(DOCUMENT EXTRACT)
I also learned that VMware invested millions in Puppet, which seems to be a direct competitor to one of their products. I’m not going to say why I wasn’t surprised, but I wasn’t. The mix of technology I eventually selected is shown in figure 3.


 I chose to start with the description of the portals because I’m starting from the point of view of IT’s customer, the application owner or Basis Admin. This is the change in mindset IT shops need to undergo: View IT services from the perspective of the consumer.

In figure 4, the workflow of an order or request is shown. In figure 5, the future workflow of an order is shown, once API integration is offered. You can probably see why I’m really looking forward to API integration.



I chose SAP LVM for some of the SAP related workflows, since it’s supported by SAP and it makes some pretty complex workflows very easy. I chose VCAC (big surprise) for the overall orchestration function, and anything that was not covered by LVM. Although API integration between VCO and LVM is not available today, it is being developed at the time of this blog post.



The automation of tasks related to SAP workflows that SAP LVM manages is executed by SAP LVM. Automation of tasks in workflows outside of SAP LVM are executed by vCenter Orchestrator (vCO). Physical server and VM image management and deployment is handled by Razor, which is called by vCO. Application deployment is also handled by Puppet. All the automation tools, with the exception of LVM, will work for the environment outside of SAP as well.

When I showed the present and future figures to one of my clients, they were very happy that there is separation between the SAP Basis functions and the VMware administrative functions today. Their IT Management doesn’t want to put the ability to create systems in the hands of the SAP Basis team. IT Management likes the idea of someone on the systems team being aware that resources are being requested and deployed. Manual tasks can be added into workflows. This level of control can be offered with most orchestration tools.


Is Reporting Important?

Many enterprises today have invested in people, but not in tools. Data is gathered manually, recorded in spreadsheets and then pasted into presentations. When fulfilling requests made by the business, the admins have the opportunity to check the system. That’s when they become aware of shortages and potential problems (not failures, which are typically captured by a monitoring tool).

When those administrative duties are replaced by automation, reporting becomes paramount. No longer will the admin happen to notice that the array is down to 10TB available, and they have a request in their inbox for 20TB, and it’s the beginning of a new quarter.

When applications, and the infrastructure underneath, are deployed without human intervention, reporting is how IT stays ahead of demand and forecasts growth and budget. Without reporting, you can easily orchestrate and automate yourself out of resources, and not realize it until it’s too late. For reporting, I recommend vCenter Operations Manager (vCOPS), Watch4Net and Puppet. SAP LVM will integrate with vCOPS within the next few months. Watch4Net has integration with all major server, hypervisor, storage and network products, as well as many applications, including Oracle and SAP. Puppet does a great job of telling you which systems are out of compliance, based what you’ve already set up and may also fix those compliance issues for you automatically during the next run.

(PROVIDED DATA)
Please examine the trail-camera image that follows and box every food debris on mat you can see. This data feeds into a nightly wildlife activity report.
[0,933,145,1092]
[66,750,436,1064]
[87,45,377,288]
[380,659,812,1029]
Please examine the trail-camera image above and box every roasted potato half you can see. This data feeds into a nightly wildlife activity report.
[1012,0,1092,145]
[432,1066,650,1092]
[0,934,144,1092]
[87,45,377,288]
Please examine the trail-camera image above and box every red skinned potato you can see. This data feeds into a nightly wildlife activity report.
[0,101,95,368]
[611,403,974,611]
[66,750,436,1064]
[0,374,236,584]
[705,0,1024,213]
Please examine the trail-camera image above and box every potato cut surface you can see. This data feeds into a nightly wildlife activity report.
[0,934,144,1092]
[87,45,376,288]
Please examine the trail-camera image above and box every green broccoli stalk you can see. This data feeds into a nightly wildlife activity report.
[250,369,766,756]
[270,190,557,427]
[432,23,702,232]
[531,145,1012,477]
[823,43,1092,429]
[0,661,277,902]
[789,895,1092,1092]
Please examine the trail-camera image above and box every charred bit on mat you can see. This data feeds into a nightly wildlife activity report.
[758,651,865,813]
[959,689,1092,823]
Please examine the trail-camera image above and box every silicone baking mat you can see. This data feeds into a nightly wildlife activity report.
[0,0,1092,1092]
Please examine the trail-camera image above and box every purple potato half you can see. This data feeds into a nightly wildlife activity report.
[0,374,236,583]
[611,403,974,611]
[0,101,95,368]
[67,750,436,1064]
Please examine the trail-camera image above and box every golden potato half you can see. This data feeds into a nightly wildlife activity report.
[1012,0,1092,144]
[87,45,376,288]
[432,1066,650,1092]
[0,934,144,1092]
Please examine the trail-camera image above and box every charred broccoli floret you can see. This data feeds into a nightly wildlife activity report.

(REQUIRED TASKS)
(a) Name the tools that the SAP automation post recommends for reporting.
(b) Carry the SAP automation post further, starting after its last sentence.

(ANSWERS GIVEN)
(a) vCenter Operations Manager (vCOPS), Watch4Net, Puppet

(b)
Today and Tomorrow

Since API integration between vCO and LVM doesn’t currently exist, vCO works independently of SAP LVM, as shown in figure 4. That means that there’s a person who uses vCAC, and therefore vCO, to deploy everything SAP needs, including the servers or VMs that LVM will use as target systems. Then that person or another person uses LVM to do the pieces of the workflow LVM does best. Last, someone uses vCAC, and vCO, to tie it all together and make everything work together. This is not pretty right now, but it will improve as soon as soon as VMware finishes the LVM/vCO API integration.


What does the future hold?

When vCO has API integration with SAP LVM, it will be able to call LVM workflows and ask LVM to perform tasks. At that point the orchestration layer is much simpler and more reliable. As shown in figure 5, vCAC will handle the entire workflow from beginning to end. It will use vCO to call LVM to perform the tasks it does best, and will call vCO to do the rest. vCO will call Puppet and Razor as needed for app/system deployment. This will also change how the portals are used.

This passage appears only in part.